### [WRITTEN INSTRUCTION]
Reproduce the entries in full, with no changes.

### [MATERIAL SHOWN]
——————
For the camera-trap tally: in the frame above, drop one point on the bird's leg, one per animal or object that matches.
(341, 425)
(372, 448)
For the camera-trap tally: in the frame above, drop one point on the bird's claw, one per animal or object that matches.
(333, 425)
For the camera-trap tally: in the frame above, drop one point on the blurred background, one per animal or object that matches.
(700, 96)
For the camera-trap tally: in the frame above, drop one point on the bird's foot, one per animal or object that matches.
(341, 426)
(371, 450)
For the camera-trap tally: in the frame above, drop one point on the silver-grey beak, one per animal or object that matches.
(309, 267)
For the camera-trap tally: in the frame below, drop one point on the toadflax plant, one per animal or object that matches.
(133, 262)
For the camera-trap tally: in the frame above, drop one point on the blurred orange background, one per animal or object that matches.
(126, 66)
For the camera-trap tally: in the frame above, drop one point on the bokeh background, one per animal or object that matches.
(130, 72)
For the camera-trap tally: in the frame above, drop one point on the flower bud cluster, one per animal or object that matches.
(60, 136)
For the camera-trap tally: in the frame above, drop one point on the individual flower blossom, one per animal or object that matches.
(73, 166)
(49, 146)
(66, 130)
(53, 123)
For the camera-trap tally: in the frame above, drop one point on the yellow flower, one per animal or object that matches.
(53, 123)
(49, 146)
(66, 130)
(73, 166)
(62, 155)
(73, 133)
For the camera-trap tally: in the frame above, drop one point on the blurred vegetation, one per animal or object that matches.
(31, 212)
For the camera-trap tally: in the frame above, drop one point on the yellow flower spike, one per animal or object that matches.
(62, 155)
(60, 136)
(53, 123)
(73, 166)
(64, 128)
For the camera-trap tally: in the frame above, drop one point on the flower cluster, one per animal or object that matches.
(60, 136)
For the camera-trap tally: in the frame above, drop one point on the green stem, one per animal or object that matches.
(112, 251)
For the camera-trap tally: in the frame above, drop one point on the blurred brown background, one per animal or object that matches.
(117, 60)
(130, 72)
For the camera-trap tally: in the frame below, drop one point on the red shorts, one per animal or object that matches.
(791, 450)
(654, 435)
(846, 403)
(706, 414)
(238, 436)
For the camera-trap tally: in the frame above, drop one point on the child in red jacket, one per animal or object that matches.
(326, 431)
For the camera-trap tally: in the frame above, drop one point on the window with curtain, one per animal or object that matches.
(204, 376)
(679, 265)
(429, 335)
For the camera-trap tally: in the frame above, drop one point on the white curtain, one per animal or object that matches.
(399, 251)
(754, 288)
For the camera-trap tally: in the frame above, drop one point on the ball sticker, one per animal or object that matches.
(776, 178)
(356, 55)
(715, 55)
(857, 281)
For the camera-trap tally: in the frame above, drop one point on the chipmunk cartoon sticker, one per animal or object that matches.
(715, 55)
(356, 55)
——————
### [RESULT OF THE EXERCISE]
For the camera-trap tally: in the frame above, drop one point on the bird's leg, one per animal or object that matches.
(341, 425)
(372, 448)
For the camera-trap tally: in the frame above, drop one point on the bird's claw, one per animal or object that matches.
(333, 425)
For the camera-trap tally: in the frame above, drop one point on the blurred background, one per animal or object that matches.
(700, 96)
For the camera-trap tally: in the frame above, drop one point on the bird's foot, one per animal or object that matches.
(341, 426)
(371, 450)
For the camera-trap tally: in the frame above, drop one point on the silver-grey beak, one per animal or object that matches.
(309, 267)
For the camera-trap tally: in the frame below, drop one point on the toadflax plant, one per animal or object that matches.
(133, 262)
For the camera-trap tally: in the frame above, drop one point on the blurred orange background, one per animal or object that matches.
(126, 66)
For the camera-trap tally: in the frame above, drop one point on the bokeh background, one per animal or object that matches.
(130, 72)
For the camera-trap tally: in the frame above, drop one point on the flower bud cluster, one per animal or object that matches.
(60, 136)
For the camera-trap tally: in the frame above, drop one point on the individual flower blossom, one per animal or object that matches.
(73, 166)
(49, 146)
(66, 130)
(53, 123)
For the camera-trap tally: in the frame above, drop one point on the yellow flower, one per animal or object that matches.
(53, 123)
(49, 146)
(66, 130)
(73, 166)
(62, 155)
(73, 133)
For the camera-trap tally: in the frame above, drop one point on the blurred vegetation, one per animal or object that matches.
(31, 212)
For the camera-trap tally: in the frame above, drop one point on the yellow flower spike, one per animal or object that matches.
(62, 155)
(60, 136)
(53, 123)
(73, 166)
(64, 128)
For the camera-trap tally: in the frame above, drop one point on the flower cluster, one per animal or object that matches.
(60, 136)
For the camera-trap tally: in the frame above, drop one point on the green stem, one per animal or object that matches.
(112, 251)
For the camera-trap tally: in the frame above, drop one point on the blurred brown background, one per animal or object that matches.
(117, 60)
(130, 72)
For the camera-trap tally: in the frame below, drop one point on the red shorts, one per animal or object that matches.
(791, 450)
(654, 435)
(846, 403)
(706, 414)
(238, 436)
For the camera-trap tally: in the frame above, drop one point on the child in red jacket, one per animal or object that matches.
(326, 431)
For the camera-trap tally: in the frame above, drop one point on the window with curtain, one per animal or object that matches.
(204, 376)
(679, 265)
(429, 335)
For the camera-trap tally: in the frame above, drop one point on the white curtain, one per animal or object that matches.
(399, 251)
(754, 288)
For the camera-trap tally: in the frame above, drop one point on the ball sticker, one per animal or object that matches.
(776, 178)
(356, 55)
(715, 55)
(857, 281)
For the camera-trap tally: in the frame above, drop one point on the chipmunk cartoon sticker, one per animal or object that matches.
(715, 55)
(356, 55)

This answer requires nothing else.